As one of the youngest people to serve as tribal chairman for the Moapa Band of Paiutes, William Milton Anderson led the fight to close a coal-burning power plant next to his reservation and replace it with the first utility-scale solar power facility built on tribal land in the United States.

Anderson died unexpectedly Sunday at his home on the Moapa River Indian Reservation, 55 miles northeast of Las Vegas. He was 44.

“He was a born leader,” said his cousin, Eric Lee, who served on the council with Anderson. “It’s in his blood.”

Anderson was born in Las Vegas but lived his whole life on the reservation along the Muddy River, where he put his artistic talents to work designing T-shirts he sold at powwows and other events.

He was 26 when he first became chairman of the tribal council in 2000, following in the footsteps of his grandfather and several uncles who also served on the council.

After his first term in office, Anderson briefly left politics to study graphic arts before being elected to the council and named chairman again in 2011. That is when he took a leadership role in the tribe’s efforts to shut down NV Energy’s Reid Gardner Generating Station, a coal-fired plant that had operated at the edge of the reservation since the 1960s.

Anderson partnered with the Sierra Club, Earthjustice and the Western Environmental Law Center to file a series of lawsuits over the plant. In April 2012, he led a three-day, 50-mile march from Reid Gardner to the federal building in downtown Las Vegas to call for the plant’s closure.

Saved dataset items:
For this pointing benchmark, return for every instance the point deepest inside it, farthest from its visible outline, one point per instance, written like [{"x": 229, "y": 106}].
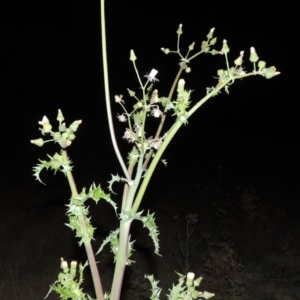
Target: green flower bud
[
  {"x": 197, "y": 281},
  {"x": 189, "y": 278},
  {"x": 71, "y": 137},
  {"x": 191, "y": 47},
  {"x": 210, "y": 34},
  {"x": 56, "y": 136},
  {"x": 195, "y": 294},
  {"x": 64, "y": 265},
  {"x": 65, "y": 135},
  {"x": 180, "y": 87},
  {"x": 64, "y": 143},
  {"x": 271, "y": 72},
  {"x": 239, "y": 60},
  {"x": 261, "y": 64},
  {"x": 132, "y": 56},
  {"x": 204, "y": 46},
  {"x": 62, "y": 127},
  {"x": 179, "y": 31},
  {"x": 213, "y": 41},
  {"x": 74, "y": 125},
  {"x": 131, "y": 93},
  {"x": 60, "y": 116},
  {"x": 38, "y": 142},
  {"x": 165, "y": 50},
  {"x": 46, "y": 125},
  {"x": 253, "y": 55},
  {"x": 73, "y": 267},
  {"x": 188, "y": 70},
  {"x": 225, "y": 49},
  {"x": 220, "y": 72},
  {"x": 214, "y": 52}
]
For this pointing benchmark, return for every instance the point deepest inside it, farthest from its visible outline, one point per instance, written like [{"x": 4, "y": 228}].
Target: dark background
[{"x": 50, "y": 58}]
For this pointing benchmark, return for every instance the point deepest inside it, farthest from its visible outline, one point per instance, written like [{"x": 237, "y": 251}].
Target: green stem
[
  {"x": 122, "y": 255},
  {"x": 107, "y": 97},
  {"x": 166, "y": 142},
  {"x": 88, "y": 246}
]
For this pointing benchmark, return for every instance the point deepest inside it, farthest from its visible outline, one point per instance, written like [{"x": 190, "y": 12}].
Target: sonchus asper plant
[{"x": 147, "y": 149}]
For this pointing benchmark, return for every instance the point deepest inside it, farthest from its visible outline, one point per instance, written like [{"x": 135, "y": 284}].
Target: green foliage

What is required:
Reproduce the entire passage about the Moapa Band of Paiutes chairman above, word for word.

Solution for this task:
As one of the youngest people to serve as tribal chairman for the Moapa Band of Paiutes, William Milton Anderson led the fight to close a coal-burning power plant next to his reservation and replace it with the first utility-scale solar power facility built on tribal land in the United States.

Anderson died unexpectedly Sunday at his home on the Moapa River Indian Reservation, 55 miles northeast of Las Vegas. He was 44.

“He was a born leader,” said his cousin, Eric Lee, who served on the council with Anderson. “It’s in his blood.”

Anderson was born in Las Vegas but lived his whole life on the reservation along the Muddy River, where he put his artistic talents to work designing T-shirts he sold at powwows and other events.

He was 26 when he first became chairman of the tribal council in 2000, following in the footsteps of his grandfather and several uncles who also served on the council.

After his first term in office, Anderson briefly left politics to study graphic arts before being elected to the council and named chairman again in 2011. That is when he took a leadership role in the tribe’s efforts to shut down NV Energy’s Reid Gardner Generating Station, a coal-fired plant that had operated at the edge of the reservation since the 1960s.

Anderson partnered with the Sierra Club, Earthjustice and the Western Environmental Law Center to file a series of lawsuits over the plant. In April 2012, he led a three-day, 50-mile march from Reid Gardner to the federal building in downtown Las Vegas to call for the plant’s closure.